WHAT THE TASK REQUIRES => Write each line exactly, from the line that holds "Our team needs the bounding box of the utility" through the final line of the material, and no other line.

TASK INPUT =>
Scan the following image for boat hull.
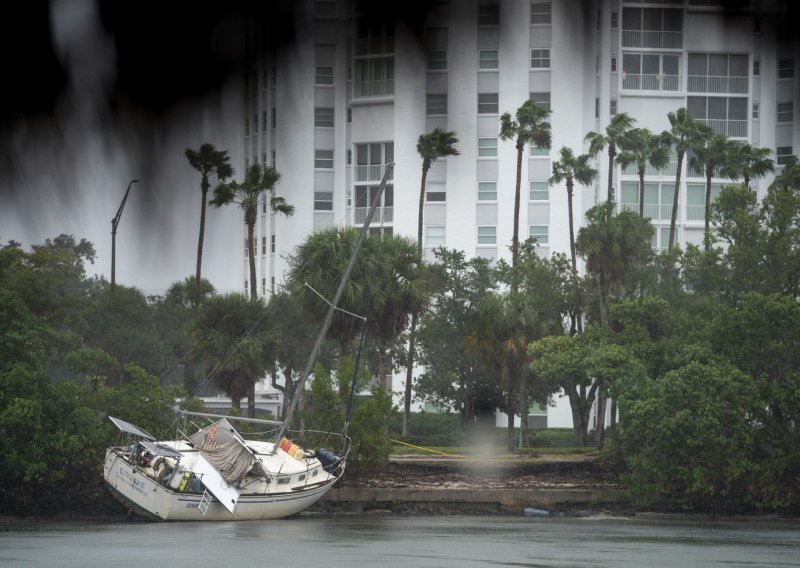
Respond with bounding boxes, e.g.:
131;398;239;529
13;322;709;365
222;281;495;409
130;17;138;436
103;449;339;521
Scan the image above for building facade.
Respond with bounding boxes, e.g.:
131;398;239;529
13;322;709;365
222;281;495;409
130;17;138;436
234;0;800;422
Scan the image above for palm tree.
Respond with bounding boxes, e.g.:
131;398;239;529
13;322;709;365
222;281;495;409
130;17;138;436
617;128;670;217
667;107;700;252
186;143;233;296
721;142;775;189
500;100;552;289
550;146;597;273
689;129;733;250
211;163;294;299
584;112;636;201
403;126;458;436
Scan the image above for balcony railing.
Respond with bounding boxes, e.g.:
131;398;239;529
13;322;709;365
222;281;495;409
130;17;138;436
687;75;749;95
356;164;392;183
622;30;683;49
353;207;394;225
696;118;747;138
622;72;681;91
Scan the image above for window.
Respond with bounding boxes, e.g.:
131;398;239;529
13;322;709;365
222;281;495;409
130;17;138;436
425;182;447;202
686;53;749;94
778;59;794;79
622;8;683;49
531;49;550;69
314;150;333;169
355;57;394;97
478;181;497;201
530;181;550;201
428;50;447;71
530;93;550;110
314;107;333;127
531;2;553;26
778;103;794;122
478;227;497;246
775;146;792;166
686;97;747;138
314;65;333;85
478;49;498;71
314;191;333;211
528;225;549;245
622;52;681;91
478;4;500;26
478;93;499;114
425;93;447;115
478;138;497;158
425;225;445;247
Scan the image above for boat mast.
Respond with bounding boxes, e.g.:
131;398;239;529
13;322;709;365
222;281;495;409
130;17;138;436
272;162;394;453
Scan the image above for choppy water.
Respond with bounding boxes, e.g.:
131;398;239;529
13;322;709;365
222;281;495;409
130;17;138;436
0;515;800;568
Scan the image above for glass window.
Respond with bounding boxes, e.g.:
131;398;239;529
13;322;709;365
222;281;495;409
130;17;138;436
428;50;447;71
314;191;333;211
478;227;497;246
478;181;497;201
425;182;447;202
531;2;552;26
425;93;447;115
478;49;498;71
778;59;794;79
528;225;549;245
425;225;445;247
530;181;550;201
314;107;333;127
314;65;333;85
478;93;499;114
314;150;333;169
478;138;497;158
778;103;794;122
531;49;550;69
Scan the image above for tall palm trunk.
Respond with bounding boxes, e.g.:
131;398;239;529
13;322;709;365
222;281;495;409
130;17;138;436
607;145;617;202
192;176;209;306
403;159;431;436
667;151;684;252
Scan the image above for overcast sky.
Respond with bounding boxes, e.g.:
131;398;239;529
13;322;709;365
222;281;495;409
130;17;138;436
0;0;262;293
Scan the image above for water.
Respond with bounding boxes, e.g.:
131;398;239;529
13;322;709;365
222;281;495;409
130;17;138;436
0;515;800;568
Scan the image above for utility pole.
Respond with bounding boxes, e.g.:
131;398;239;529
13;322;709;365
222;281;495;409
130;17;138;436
111;179;139;294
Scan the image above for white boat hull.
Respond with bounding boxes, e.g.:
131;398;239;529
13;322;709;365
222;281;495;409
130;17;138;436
103;448;340;521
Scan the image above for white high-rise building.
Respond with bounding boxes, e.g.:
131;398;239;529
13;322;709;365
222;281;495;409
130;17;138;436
234;0;800;424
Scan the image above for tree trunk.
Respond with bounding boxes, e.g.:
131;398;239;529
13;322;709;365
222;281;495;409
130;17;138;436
192;175;208;307
703;170;714;248
667;152;684;252
607;145;617;203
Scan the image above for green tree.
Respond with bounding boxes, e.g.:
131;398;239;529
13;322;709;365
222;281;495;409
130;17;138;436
720;142;775;189
403;126;458;436
609;128;670;217
188;294;277;417
689;124;735;246
185;143;233;298
584;112;636;201
667;107;701;252
550;146;597;272
211;163;294;299
500;100;552;286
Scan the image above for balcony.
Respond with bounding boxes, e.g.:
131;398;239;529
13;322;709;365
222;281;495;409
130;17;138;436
353;206;394;225
622;30;683;49
622;72;681;91
687;75;749;95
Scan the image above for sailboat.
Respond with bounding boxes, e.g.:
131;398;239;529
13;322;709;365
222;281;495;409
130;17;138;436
103;162;393;521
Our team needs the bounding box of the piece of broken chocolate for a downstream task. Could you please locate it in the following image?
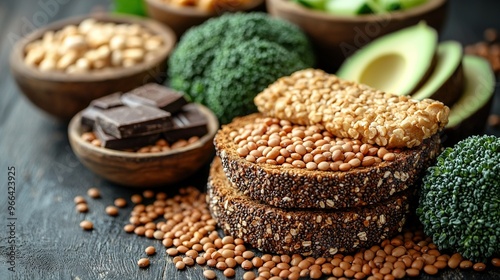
[122,83,187,114]
[96,105,172,138]
[163,103,208,142]
[94,122,160,150]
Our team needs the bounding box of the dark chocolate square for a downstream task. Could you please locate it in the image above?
[94,122,160,150]
[163,103,208,142]
[81,106,102,129]
[90,92,123,110]
[122,83,187,114]
[96,106,172,138]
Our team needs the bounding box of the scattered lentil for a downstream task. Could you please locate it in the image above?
[105,205,118,216]
[80,220,94,230]
[73,195,87,205]
[203,270,217,279]
[137,258,150,268]
[232,118,397,171]
[87,188,101,198]
[76,202,89,213]
[114,198,127,208]
[144,246,156,256]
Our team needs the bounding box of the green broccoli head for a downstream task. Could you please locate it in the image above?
[205,39,305,123]
[417,136,500,261]
[168,13,314,123]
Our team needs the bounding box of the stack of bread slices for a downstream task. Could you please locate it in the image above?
[207,69,449,257]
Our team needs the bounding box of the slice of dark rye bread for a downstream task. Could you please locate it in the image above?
[207,158,411,257]
[214,113,441,209]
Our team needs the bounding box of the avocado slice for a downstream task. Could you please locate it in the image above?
[412,41,464,106]
[293,0,326,11]
[441,55,495,147]
[400,0,427,10]
[325,0,373,16]
[337,22,438,95]
[446,55,495,129]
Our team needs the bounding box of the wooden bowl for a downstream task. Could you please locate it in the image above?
[68,105,219,187]
[267,0,448,72]
[145,0,264,38]
[10,14,177,121]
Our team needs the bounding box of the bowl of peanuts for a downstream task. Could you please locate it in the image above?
[68,104,219,188]
[10,14,177,121]
[145,0,265,37]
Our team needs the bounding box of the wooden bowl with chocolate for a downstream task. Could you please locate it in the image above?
[68,84,219,187]
[10,14,177,121]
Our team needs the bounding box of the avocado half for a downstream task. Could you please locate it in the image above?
[337,22,438,95]
[444,55,495,146]
[412,41,464,106]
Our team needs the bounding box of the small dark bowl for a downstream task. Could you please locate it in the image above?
[10,14,177,121]
[266,0,448,72]
[68,105,219,188]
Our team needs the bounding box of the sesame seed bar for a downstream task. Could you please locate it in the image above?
[254,69,449,148]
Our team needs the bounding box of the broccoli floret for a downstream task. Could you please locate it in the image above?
[417,136,500,261]
[168,13,314,123]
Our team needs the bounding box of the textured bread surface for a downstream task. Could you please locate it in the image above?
[207,157,410,257]
[254,69,450,148]
[214,113,440,209]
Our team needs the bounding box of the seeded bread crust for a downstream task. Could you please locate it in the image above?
[207,158,410,257]
[214,114,441,209]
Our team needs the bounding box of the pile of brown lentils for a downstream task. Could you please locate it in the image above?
[89,184,500,280]
[229,118,400,171]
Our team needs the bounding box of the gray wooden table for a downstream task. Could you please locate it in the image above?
[0,0,500,280]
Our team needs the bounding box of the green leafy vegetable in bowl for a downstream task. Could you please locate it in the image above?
[292,0,427,16]
[417,135,500,261]
[168,13,314,124]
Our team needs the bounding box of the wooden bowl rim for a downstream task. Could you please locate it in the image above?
[68,103,219,160]
[10,13,177,82]
[266,0,448,23]
[145,0,265,18]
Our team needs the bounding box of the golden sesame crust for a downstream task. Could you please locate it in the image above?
[254,69,450,148]
[207,158,410,257]
[214,114,440,209]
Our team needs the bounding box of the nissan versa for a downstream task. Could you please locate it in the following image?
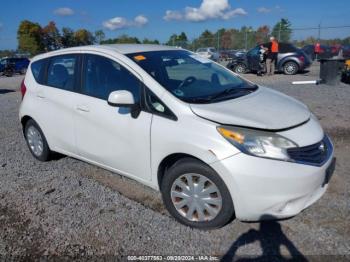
[19,45,334,228]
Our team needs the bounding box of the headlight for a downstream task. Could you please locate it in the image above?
[217,126,297,161]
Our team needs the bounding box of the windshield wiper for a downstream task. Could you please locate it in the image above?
[210,86,257,100]
[182,96,212,104]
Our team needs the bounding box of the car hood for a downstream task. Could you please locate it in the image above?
[190,87,311,130]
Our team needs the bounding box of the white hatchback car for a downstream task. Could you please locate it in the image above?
[19,45,334,228]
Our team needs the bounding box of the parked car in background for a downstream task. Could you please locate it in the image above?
[302,45,333,61]
[196,47,220,62]
[219,50,246,61]
[19,44,335,229]
[227,43,311,75]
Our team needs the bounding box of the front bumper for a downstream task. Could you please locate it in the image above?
[211,147,333,221]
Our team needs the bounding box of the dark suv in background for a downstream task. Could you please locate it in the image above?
[227,43,311,75]
[0,57,29,76]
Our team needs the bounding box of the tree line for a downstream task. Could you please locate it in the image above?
[0,18,350,57]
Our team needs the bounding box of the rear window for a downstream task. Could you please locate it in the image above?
[31,59,47,84]
[278,43,297,53]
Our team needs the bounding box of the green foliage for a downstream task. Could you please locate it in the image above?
[17,20,95,55]
[61,27,75,48]
[272,18,292,42]
[165,32,188,48]
[41,21,62,51]
[0,50,16,58]
[101,34,141,44]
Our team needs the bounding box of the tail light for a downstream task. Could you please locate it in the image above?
[21,79,27,100]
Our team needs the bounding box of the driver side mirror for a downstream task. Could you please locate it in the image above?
[107,90,135,107]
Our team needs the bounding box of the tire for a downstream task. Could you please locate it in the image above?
[283,61,299,75]
[233,63,247,74]
[161,158,234,229]
[24,119,51,162]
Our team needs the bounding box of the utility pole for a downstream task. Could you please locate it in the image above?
[217,30,220,51]
[318,23,321,42]
[278,21,282,42]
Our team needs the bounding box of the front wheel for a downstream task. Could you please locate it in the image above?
[161,158,234,229]
[283,61,299,75]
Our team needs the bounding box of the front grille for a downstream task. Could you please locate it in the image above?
[287,135,333,166]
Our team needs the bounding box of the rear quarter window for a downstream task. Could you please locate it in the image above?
[278,43,297,53]
[31,59,47,84]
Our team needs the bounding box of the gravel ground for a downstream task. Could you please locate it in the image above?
[0,66,350,261]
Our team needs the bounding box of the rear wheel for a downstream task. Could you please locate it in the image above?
[161,158,234,229]
[234,63,247,74]
[24,119,51,161]
[283,61,299,75]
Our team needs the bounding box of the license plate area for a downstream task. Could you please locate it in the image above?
[322,158,336,186]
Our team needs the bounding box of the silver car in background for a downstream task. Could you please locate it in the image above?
[196,47,220,62]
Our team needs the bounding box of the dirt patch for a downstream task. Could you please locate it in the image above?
[0,205,44,261]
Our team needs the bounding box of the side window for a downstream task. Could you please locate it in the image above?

FINISHED EXERCISE =>
Our team needs the bounding box of the utility pole for a downstream task. Could you please locate it in the image above?
[217,30,220,51]
[318,23,321,42]
[278,21,282,42]
Our team needs the bounding box of the front wheel for a downstream task. Could you please locate it in the image above?
[161,158,234,229]
[283,61,299,75]
Our team needs the bounding box of the front grille for a downstream task. Could you please locate it in the image above?
[287,135,333,166]
Our team needs the bounding box of the rear quarter window for a downstream task. Could you please locate it in the image above?
[278,43,297,53]
[31,59,47,84]
Our team needs the bounding box of the gravel ground for a downstream task. Could you please locate it in the image above?
[0,66,350,261]
Our team needs the bounding box of the rear wheel for a downstream task. Could you please locate it in the image above?
[161,158,234,229]
[234,63,247,74]
[24,119,51,161]
[283,61,299,75]
Our team needs the bounding box of the license plate area for a downstream task. Could you please locate it in the image above?
[322,158,336,186]
Our team needs the bounding box of the silver car in background for a downstream task. Could you please locate it in the image above?
[196,47,220,62]
Our team needs the bounding box of the dirt patch for a downstream task. Could you please locate it in the image above?
[0,205,44,261]
Our team needs the bounding box of the side window for a downstream task. Could you please locate it in the image above?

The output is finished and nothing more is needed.